_TUJUAN A:_ Menurut kutipan tentang kesiapan menikah, pada rentang usia berapa seorang perempuan dianggap siap untuk menikah?

_KUTIPAN:_
──────────────────────────────

Kalo mau nuruti “menurutku” sepertinya kurang bijak juga. Apa ya..
perkembangan hormon apa gitu yang menstimulus kedewasaan seseorang kadang
menyesatkan juga. Jadi agak terbiaskan antara kenyataan dan pemikirannya yang
terlalu dewasa. Jika mau diingat saya dulu ketika pas menggebu-gebunya ngebet
nikah, ya usia segitu masih kacangan. Mau mengelak bagaimana ya tetep aja masih
bocah. Walaupun mungkin berdalih sudah punya penghasilan, mau tanggung jawab
dsb. Tapi tetep aja “bocah”.
Agar kita bisa melihat “kenyataan” itu, g ada salahnya bila kita
bertanya pada orang2 sekitar kita. Sudah pantaskah saya menikah sekarang? Atau
sudah siapkah saya untuk berkeluarga? Jawaban dari teman dekat, sahabat, orang
tua dan orang2 disekitar kita itu setidaknya dapat mewakili “kenyataan” pada
diri kita masing2. (dicoba deh..!!)
Sedikit ilustrasi,
Kenyataan
itu seperti ini kawan, ketika ditanya “sudah kerja nak?” iya pak, saya punya
usaha ##### dan rencana akan saya besarkan bla..bla..bla.. (hop, pertimbangkan
ajakan nikah laki-laki itu) 2. Iya pak, saya sudah melamar ke perusahaan ini
pak.. sudah diterima nak? Sedang dalam proses pak (hop, pertimbangkan juga
itu), 3. Masih sekolah nak? Oh iya pak, semester 5, doakan 1,5 tahun lagi pak
(pertimbangkan juga) La trus nanti gmn ngasih makan anak saya? Emm,, insyallah
ada jalan untuk itu pak, bukankah Allah tidak tidur.. dan dengan menikah sya
yakin Allah memberikan jalan lebih terang dari pada sebelumnya (hoop…
pertimbangkan #again)
Dengan berat hati saya mengatakan
bahwa “kepastian dan/atau kemampuan finansial” adalah pertimbangan yang benar2
harus ditimbang.
Klo
perempuan gimana? Hmm, silahkan saja sih –klo menurut saya- karena pada
dasarnya yang menjadi tulang punggung dan imam adalah Laki-laki. Kompetensi
kualitas harus qualifight memang. Asal si calon suami benar2 matang atau lebih
tua dari si perempuan saya rasa tak ada masalah untuk menikah muda. Namun,
sedikit pertimbangan saja untuk perempuan. Walau bagaimana pun juga ia adalah
ruh dari rumah tangga itu, kemampuannya dalam menengahi masalah, peredam dan
penenang sangat dibutuhkan. Selain itu, pertimbangan yang lain adalah masa usia
si perempuan itu sendiri, ya kurang lebih 21-25 tahun, Karena diusia itu organ
reproduksi perempuan secara psikologis sudah berkembang dengan baik dan kuat
serta siap untuk melahirkan keturunan secara fisik pun mulai matang. Pasti pada
pengen kan anak yang dikandungnya sehat dan prima??

──────────────────────────────

_ENTRI DATA:_
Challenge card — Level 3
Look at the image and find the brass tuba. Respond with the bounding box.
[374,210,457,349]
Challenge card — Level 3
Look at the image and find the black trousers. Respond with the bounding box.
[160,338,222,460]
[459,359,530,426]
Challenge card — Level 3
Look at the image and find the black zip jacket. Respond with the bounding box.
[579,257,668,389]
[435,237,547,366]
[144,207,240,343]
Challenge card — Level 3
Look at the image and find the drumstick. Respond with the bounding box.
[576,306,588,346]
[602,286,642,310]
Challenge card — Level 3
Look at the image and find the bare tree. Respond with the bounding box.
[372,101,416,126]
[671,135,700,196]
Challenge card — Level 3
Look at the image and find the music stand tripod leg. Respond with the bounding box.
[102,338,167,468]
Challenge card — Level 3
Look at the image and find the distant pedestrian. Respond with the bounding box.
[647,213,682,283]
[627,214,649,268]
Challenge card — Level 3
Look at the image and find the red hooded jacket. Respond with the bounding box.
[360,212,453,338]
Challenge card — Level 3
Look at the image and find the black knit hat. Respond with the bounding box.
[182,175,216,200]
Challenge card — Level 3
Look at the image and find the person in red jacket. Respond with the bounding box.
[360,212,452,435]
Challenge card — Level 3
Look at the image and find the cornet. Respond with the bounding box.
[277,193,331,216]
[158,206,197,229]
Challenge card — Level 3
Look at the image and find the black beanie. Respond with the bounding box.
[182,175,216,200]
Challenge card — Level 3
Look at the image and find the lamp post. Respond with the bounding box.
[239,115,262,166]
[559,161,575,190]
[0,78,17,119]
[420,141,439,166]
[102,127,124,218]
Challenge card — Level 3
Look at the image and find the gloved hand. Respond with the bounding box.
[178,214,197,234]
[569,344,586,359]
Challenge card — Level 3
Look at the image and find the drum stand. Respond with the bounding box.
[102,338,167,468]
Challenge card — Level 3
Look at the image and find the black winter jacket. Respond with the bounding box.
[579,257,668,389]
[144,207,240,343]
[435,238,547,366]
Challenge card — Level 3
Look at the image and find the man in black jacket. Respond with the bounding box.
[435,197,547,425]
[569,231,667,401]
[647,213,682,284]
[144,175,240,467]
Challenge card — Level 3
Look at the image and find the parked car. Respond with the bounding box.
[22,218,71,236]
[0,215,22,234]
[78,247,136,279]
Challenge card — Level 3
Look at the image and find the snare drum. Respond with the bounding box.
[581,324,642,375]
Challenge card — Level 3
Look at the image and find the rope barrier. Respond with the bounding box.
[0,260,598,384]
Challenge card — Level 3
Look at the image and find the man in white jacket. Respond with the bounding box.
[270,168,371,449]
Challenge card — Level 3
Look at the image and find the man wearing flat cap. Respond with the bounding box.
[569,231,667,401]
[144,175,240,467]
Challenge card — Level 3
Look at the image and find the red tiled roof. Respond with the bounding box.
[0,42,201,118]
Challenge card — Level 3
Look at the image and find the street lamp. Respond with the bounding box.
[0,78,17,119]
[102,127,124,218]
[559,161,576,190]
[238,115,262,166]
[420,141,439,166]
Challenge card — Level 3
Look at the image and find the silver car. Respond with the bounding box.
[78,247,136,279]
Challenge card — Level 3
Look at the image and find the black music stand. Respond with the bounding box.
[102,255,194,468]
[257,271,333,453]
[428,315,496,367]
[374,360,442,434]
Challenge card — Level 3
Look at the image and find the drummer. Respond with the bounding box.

──────────────────────────────

_TUJUAN B:_ Salin persis bagian baris data yang dimulai dari baris pertama dan diakhiri dengan baris yang memuat "[158,206,197,229]". Kedua batas itu ikut disalin.

_HASIL TUGAS A:_ Kurang lebih 21 sampai 25 tahun.

_HASIL TUGAS B:_
Challenge card — Level 3
Look at the image and find the brass tuba. Respond with the bounding box.
[374,210,457,349]
Challenge card — Level 3
Look at the image and find the black trousers. Respond with the bounding box.
[160,338,222,460]
[459,359,530,426]
Challenge card — Level 3
Look at the image and find the black zip jacket. Respond with the bounding box.
[579,257,668,389]
[435,237,547,366]
[144,207,240,343]
Challenge card — Level 3
Look at the image and find the drumstick. Respond with the bounding box.
[576,306,588,346]
[602,286,642,310]
Challenge card — Level 3
Look at the image and find the bare tree. Respond with the bounding box.
[372,101,416,126]
[671,135,700,196]
Challenge card — Level 3
Look at the image and find the music stand tripod leg. Respond with the bounding box.
[102,338,167,468]
Challenge card — Level 3
Look at the image and find the distant pedestrian. Respond with the bounding box.
[647,213,682,283]
[627,214,649,268]
Challenge card — Level 3
Look at the image and find the red hooded jacket. Respond with the bounding box.
[360,212,453,338]
Challenge card — Level 3
Look at the image and find the black knit hat. Respond with the bounding box.
[182,175,216,200]
Challenge card — Level 3
Look at the image and find the person in red jacket. Respond with the bounding box.
[360,212,452,435]
Challenge card — Level 3
Look at the image and find the cornet. Respond with the bounding box.
[277,193,331,216]
[158,206,197,229]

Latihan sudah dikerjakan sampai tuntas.